**Check your understanding:**
**a)** In the Shay No. 4 passage, reproduce the words between "The survival of" and "need for metal.", inclusive.
**b)** Answer these questions on the Shay No. 4 passage, one a line:
(i) In 1943, to which scrap dealer did the bankrupt company sell No. 4?
(ii) Which company purchased that dealer's property after the war?
(iii) What came to cover No. 4 in that yard?

**Extract to read:**
________________________

The survival of Yosemite Lumber Co. Shay No. 4 was a matter of unusual luck. In 1943, in the middle of WWII, the Yosemite Sugar Pine Lumber Company, the successor to Yosemite Lumber Co., was bankrupt. They sold No.4 to Levin Scrap, a scrap dealer in Stockton, California. The locomotive was almost 25 years old, although that’s fairly young for a steam engine, and in pretty good condition. But it was to be melted down, perhaps to become part of a new battleship or tank for the war effort. However, when the war ended the Shay hadn’t been scrapped. Perhaps it was harder, or took longer, than expected to get the engine down out of the mountains. Perhaps the price of scrap metal was going down, and the scrapper waited, hoping that the price would move back up. We don’t know exactly why, but No. 4 survived the war despite the nation’s need for metal.
With the war over, Levin Scrap, like many scrappers across America, went out of business. No. 4 was still sitting in their yard when the property was purchased by Davidson Scrap. Davidson collected used tires for tire recappers, which were companies that melted down worn-out tires and used the re-cycled rubber to put new tread on tires that still had some life in them. As the company accumulated a stock of old tires, a tire pile began to grow. Within several years, the tire pile had grown into a tire mountain, covering the scrap left by the previous owner, including No. 4. The engine sat buried and, eventually, forgotten. Through the decades of the fifties and sixties, when most railroad steam engines were melted down, No. 4 slumbered under the weight of its tire coccoon.

________________________

**Information shown:**

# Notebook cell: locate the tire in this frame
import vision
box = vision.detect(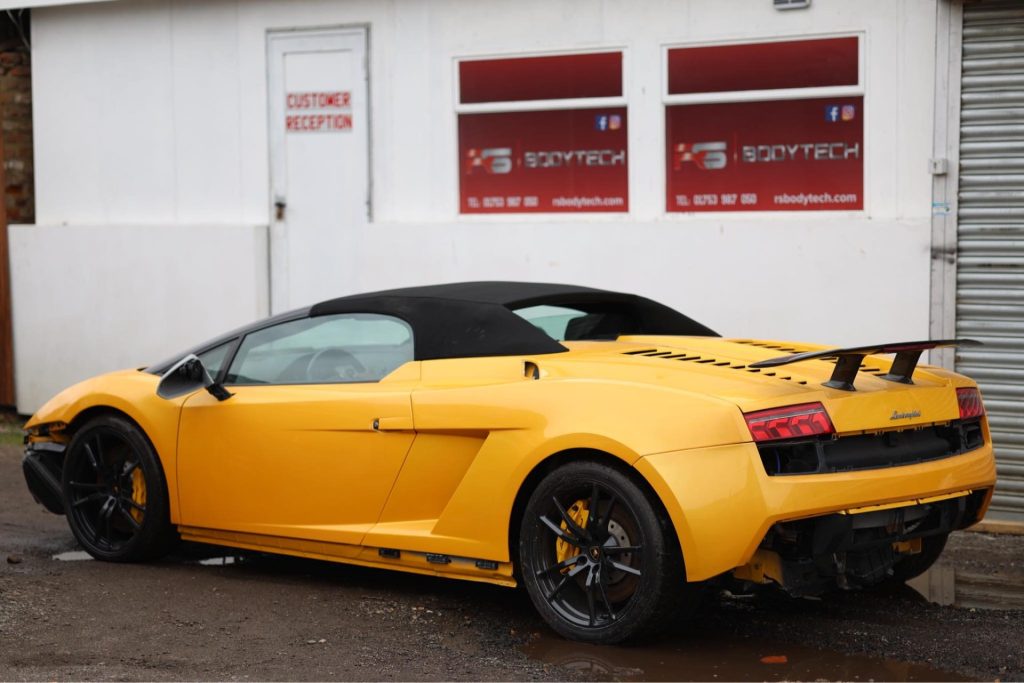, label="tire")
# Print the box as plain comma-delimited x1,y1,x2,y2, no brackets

________________________

**Results in order:**
**a)**
The survival of Yosemite Lumber Co. Shay No. 4 was a matter of unusual luck. In 1943, in the middle of WWII, the Yosemite Sugar Pine Lumber Company, the successor to Yosemite Lumber Co., was bankrupt. They sold No.4 to Levin Scrap, a scrap dealer in Stockton, California. The locomotive was almost 25 years old, although that’s fairly young for a steam engine, and in pretty good condition. But it was to be melted down, perhaps to become part of a new battleship or tank for the war effort. However, when the war ended the Shay hadn’t been scrapped. Perhaps it was harder, or took longer, than expected to get the engine down out of the mountains. Perhaps the price of scrap metal was going down, and the scrapper waited, hoping that the price would move back up. We don’t know exactly why, but No. 4 survived the war despite the nation’s need for metal.

**b)**
(i) Levin Scrap, in Stockton, California
(ii) Davidson Scrap
(iii) A pile of used tires that grew into a tire mountain